[Bounding box annotation records]

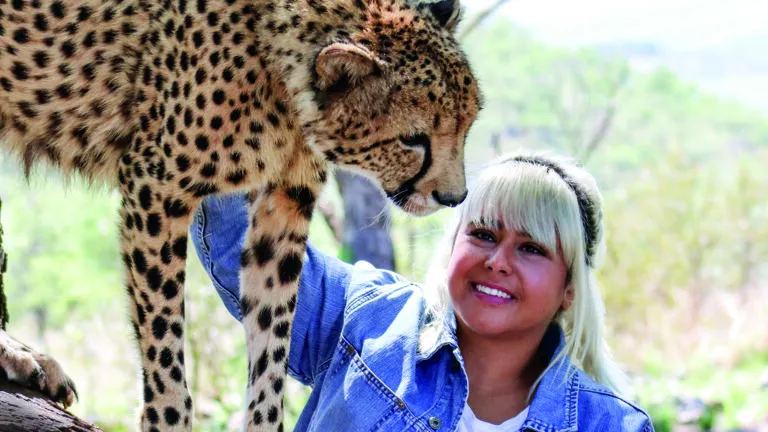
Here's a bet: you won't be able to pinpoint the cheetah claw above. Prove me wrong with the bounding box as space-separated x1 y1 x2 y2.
0 330 78 408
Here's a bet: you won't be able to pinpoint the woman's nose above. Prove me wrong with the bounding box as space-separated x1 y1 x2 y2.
485 250 512 275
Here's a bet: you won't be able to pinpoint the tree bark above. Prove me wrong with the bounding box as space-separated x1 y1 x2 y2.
336 170 395 270
0 200 101 432
0 199 8 330
0 378 102 432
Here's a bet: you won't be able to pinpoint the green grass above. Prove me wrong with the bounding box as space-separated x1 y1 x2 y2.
637 351 768 432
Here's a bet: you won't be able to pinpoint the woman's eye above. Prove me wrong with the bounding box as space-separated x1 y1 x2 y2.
520 243 547 256
469 229 496 241
400 134 429 147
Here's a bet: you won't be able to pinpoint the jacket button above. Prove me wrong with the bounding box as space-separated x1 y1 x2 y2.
429 417 443 430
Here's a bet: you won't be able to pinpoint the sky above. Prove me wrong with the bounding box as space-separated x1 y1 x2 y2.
462 0 768 113
464 0 768 50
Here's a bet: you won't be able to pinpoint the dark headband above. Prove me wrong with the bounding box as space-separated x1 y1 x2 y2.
512 156 600 267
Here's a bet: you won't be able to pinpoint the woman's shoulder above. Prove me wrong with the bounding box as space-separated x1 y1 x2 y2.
575 369 653 431
346 261 423 314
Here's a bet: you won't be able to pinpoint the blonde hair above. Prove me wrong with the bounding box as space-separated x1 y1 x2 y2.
421 149 627 397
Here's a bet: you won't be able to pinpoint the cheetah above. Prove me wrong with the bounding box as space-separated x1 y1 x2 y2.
0 0 481 431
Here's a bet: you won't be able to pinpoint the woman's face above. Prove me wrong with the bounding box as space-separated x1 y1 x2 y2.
448 224 572 337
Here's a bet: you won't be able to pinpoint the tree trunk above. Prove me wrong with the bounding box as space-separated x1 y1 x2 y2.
0 379 101 432
336 170 395 270
0 199 8 330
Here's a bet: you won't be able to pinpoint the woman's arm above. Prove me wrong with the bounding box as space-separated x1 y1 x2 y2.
191 194 353 385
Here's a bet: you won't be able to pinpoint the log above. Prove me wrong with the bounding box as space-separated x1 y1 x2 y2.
0 378 103 432
0 201 103 432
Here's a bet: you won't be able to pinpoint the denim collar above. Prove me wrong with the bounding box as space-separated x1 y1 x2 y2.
419 309 580 432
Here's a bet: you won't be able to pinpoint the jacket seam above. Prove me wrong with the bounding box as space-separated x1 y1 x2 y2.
195 206 243 321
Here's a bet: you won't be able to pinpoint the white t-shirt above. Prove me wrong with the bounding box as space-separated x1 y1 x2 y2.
456 404 528 432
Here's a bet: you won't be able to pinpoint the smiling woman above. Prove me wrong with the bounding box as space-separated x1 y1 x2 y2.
192 153 653 432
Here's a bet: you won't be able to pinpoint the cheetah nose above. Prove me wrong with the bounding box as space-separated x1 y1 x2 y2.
432 190 467 207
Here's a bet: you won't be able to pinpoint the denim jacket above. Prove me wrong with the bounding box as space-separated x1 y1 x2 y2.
192 195 653 432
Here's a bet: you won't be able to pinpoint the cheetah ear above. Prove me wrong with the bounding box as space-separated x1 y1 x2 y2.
419 0 461 32
315 42 381 91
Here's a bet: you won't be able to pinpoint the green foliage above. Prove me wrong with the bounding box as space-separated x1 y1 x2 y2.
0 10 768 431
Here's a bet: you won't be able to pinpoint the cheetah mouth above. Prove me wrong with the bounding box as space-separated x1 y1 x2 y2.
387 191 441 216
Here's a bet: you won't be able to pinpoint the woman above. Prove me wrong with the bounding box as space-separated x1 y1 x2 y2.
192 150 653 432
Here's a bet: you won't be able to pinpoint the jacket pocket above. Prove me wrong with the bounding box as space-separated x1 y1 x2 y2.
308 338 413 432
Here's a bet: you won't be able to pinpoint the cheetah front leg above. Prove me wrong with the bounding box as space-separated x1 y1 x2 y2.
240 164 324 431
120 156 197 432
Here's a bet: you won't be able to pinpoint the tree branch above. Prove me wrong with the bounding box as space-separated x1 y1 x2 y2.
0 378 103 432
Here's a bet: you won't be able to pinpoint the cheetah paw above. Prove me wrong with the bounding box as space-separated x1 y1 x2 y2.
0 330 77 408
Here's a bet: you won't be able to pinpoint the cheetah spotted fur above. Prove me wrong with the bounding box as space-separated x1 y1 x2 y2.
0 0 480 431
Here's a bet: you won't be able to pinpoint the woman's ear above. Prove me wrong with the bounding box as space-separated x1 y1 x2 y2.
560 284 575 311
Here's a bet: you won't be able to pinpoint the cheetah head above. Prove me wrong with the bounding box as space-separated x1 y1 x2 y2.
313 0 480 215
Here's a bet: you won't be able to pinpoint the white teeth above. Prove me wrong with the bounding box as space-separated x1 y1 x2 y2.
475 285 512 299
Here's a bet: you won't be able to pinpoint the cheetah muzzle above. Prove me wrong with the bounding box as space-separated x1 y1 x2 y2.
0 0 480 431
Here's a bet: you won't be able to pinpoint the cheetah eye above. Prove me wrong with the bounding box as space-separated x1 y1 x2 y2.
400 134 429 147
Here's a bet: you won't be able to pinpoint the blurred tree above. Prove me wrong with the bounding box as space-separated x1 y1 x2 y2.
336 170 395 270
0 199 8 330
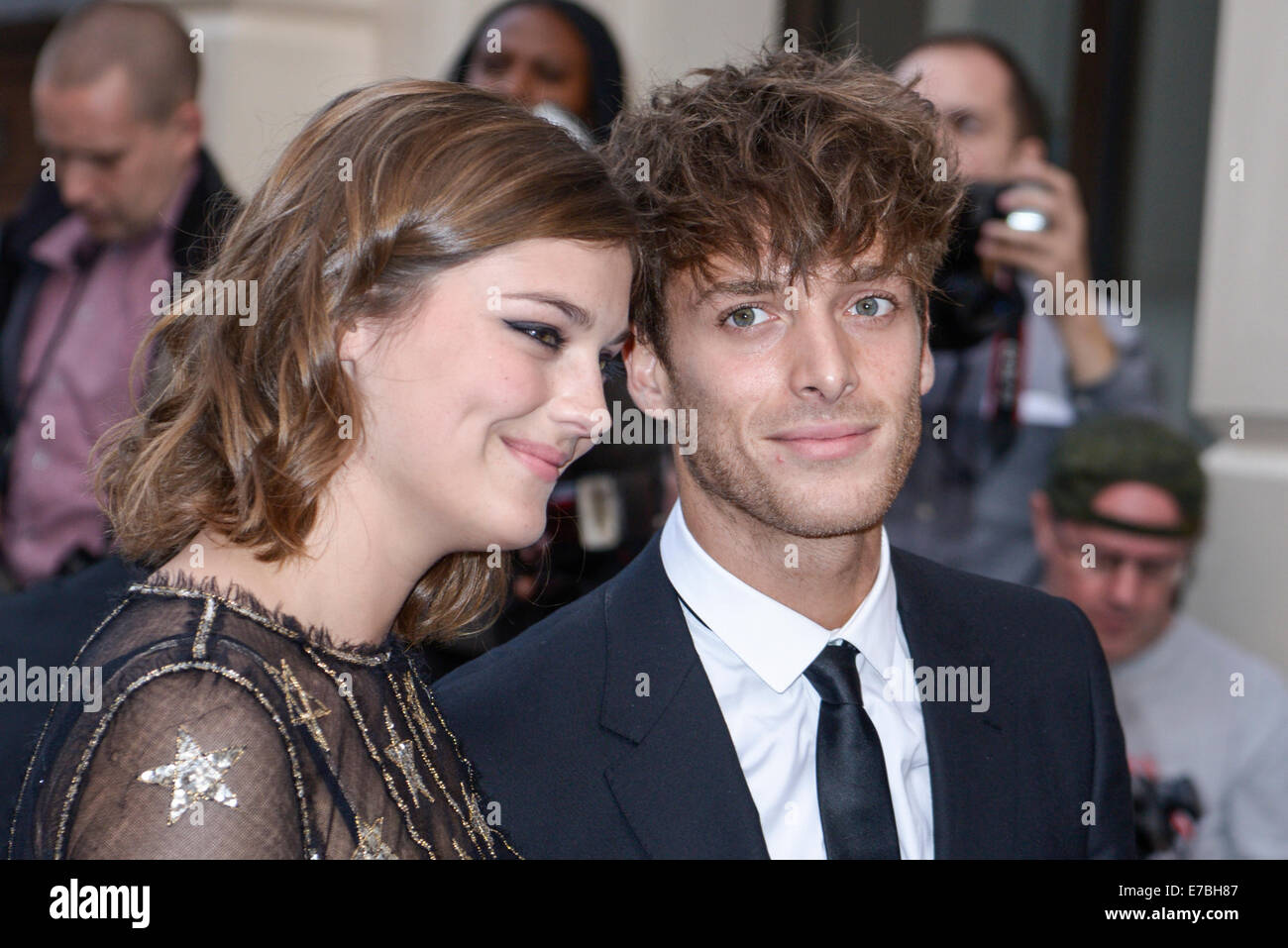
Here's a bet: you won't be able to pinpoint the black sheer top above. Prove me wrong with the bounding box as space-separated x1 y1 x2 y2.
9 575 516 859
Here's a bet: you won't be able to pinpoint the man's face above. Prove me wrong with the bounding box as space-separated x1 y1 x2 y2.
627 248 934 539
33 67 201 241
894 47 1037 183
1033 481 1194 662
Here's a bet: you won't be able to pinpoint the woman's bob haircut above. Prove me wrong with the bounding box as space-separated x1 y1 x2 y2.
94 80 636 643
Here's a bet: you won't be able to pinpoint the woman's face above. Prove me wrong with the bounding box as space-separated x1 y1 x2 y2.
465 7 591 124
340 240 631 555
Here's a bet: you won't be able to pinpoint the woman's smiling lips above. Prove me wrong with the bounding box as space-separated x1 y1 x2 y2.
501 438 572 483
769 424 877 461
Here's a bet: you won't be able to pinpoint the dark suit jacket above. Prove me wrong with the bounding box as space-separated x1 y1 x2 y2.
434 536 1136 859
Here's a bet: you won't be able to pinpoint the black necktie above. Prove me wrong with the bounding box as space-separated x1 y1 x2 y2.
805 642 899 859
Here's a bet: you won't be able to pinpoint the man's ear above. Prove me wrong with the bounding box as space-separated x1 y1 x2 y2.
921 312 935 394
170 99 203 159
622 336 671 412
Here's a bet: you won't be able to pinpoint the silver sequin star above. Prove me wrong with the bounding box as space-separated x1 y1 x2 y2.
138 724 246 825
349 816 398 859
385 708 434 807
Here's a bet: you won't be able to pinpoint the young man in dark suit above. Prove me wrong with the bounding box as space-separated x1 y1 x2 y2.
437 53 1134 859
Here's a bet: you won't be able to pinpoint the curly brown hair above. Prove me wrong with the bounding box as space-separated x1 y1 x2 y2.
95 80 636 642
605 51 962 362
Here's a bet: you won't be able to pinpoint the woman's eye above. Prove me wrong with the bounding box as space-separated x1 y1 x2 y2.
725 306 769 330
850 296 894 317
509 322 563 349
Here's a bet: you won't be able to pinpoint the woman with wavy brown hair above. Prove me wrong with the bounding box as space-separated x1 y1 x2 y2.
10 81 635 859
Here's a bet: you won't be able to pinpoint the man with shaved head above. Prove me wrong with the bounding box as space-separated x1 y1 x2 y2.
0 3 232 588
0 3 236 823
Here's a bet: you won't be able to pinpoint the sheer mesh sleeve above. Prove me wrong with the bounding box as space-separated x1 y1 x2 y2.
59 666 305 859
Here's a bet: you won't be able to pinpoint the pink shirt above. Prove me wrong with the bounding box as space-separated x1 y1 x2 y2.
0 161 198 584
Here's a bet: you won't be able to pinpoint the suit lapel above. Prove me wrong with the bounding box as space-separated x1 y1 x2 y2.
600 535 769 859
890 549 1015 859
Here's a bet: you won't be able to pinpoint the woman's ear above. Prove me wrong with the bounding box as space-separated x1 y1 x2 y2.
336 318 376 377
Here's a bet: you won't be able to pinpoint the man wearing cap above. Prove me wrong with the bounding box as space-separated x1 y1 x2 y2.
1030 416 1288 859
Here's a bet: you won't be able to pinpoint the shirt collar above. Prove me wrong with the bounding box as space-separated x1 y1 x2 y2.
660 501 906 694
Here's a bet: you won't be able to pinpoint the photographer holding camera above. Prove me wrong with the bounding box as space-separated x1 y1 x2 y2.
886 35 1156 584
1029 416 1288 859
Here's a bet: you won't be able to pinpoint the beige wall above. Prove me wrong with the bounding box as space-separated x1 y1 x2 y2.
1189 0 1288 669
170 0 781 194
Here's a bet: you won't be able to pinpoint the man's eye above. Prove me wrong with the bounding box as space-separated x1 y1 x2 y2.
850 296 894 317
725 306 769 330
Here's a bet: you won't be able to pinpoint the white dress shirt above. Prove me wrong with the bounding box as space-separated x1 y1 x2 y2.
661 501 934 859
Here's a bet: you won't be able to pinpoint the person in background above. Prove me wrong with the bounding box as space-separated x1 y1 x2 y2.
888 35 1156 583
0 1 235 590
1030 416 1288 859
448 0 675 673
0 3 237 824
451 0 623 142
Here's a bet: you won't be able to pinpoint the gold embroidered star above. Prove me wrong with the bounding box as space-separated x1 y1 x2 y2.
282 658 331 751
385 707 434 807
403 671 438 751
349 816 398 859
137 724 246 825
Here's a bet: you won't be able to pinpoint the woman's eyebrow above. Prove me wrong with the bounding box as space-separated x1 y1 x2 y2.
503 292 595 329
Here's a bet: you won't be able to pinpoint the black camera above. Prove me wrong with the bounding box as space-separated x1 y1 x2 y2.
1130 774 1203 859
930 181 1047 349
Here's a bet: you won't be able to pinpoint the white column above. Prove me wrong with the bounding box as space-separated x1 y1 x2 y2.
1186 0 1288 669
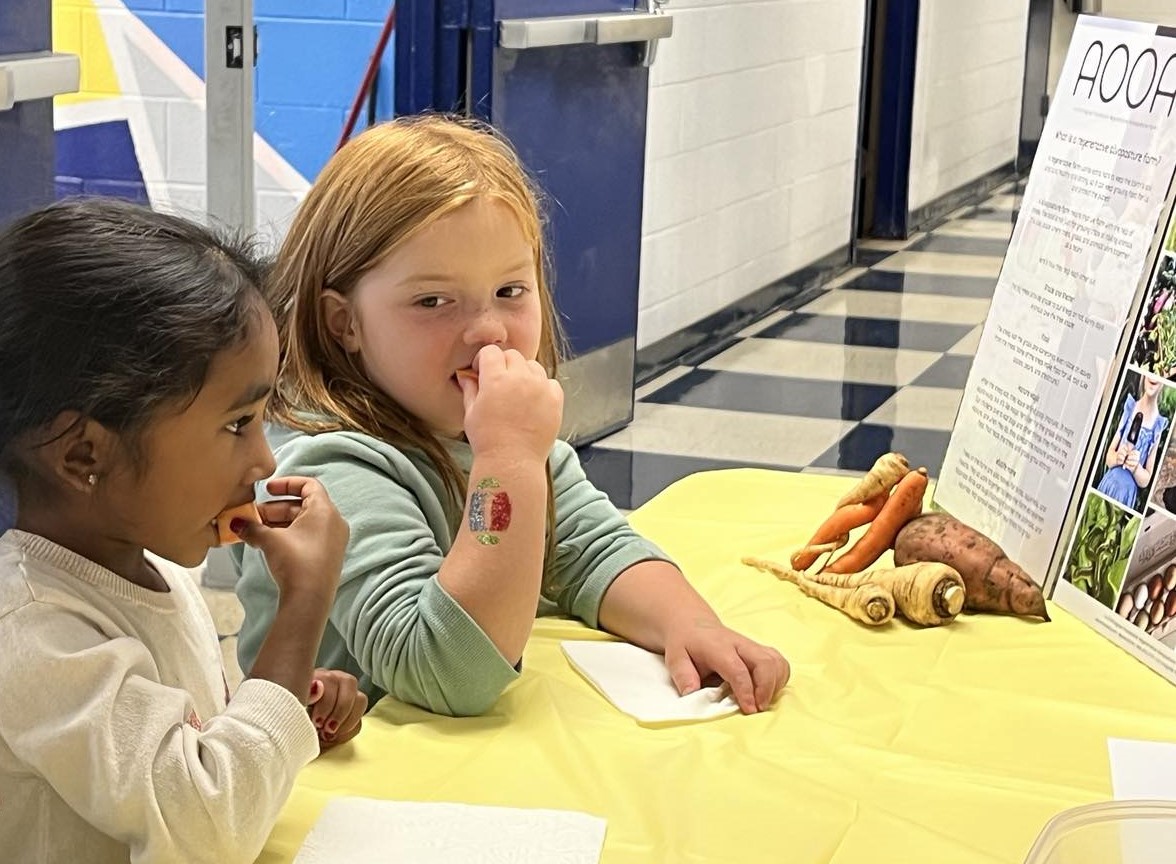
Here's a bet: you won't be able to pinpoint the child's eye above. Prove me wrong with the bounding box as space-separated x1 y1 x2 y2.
225 414 256 435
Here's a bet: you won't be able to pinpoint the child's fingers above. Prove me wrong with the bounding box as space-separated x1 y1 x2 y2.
310 676 339 730
266 476 327 502
700 647 760 714
735 643 791 711
322 692 367 746
306 678 323 706
258 498 302 528
666 648 702 696
322 675 359 735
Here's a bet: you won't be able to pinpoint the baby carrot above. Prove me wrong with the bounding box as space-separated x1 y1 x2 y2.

■ **Stated task**:
Repeat word for word everything in the records from the line containing "the jacket button" down to the line containing "512 156 600 267", including both of those lines.

■ **The result**:
Here's a bet: you won't be able to pinpoint the jacket button above. Prove me wrong with the bounding box as space-separated x1 y1 x2 y2.
429 417 443 430
Here's a bet: you won't be able to pinpoint the sky above. Prove me wrong with the bounding box as space-separated x1 y1 x2 y2.
462 0 768 113
464 0 768 50
Here's a bet: you won't be able to pinpoint the dark headband above. Prove me wrong with the bounding box as space-separated x1 y1 x2 y2.
512 156 600 267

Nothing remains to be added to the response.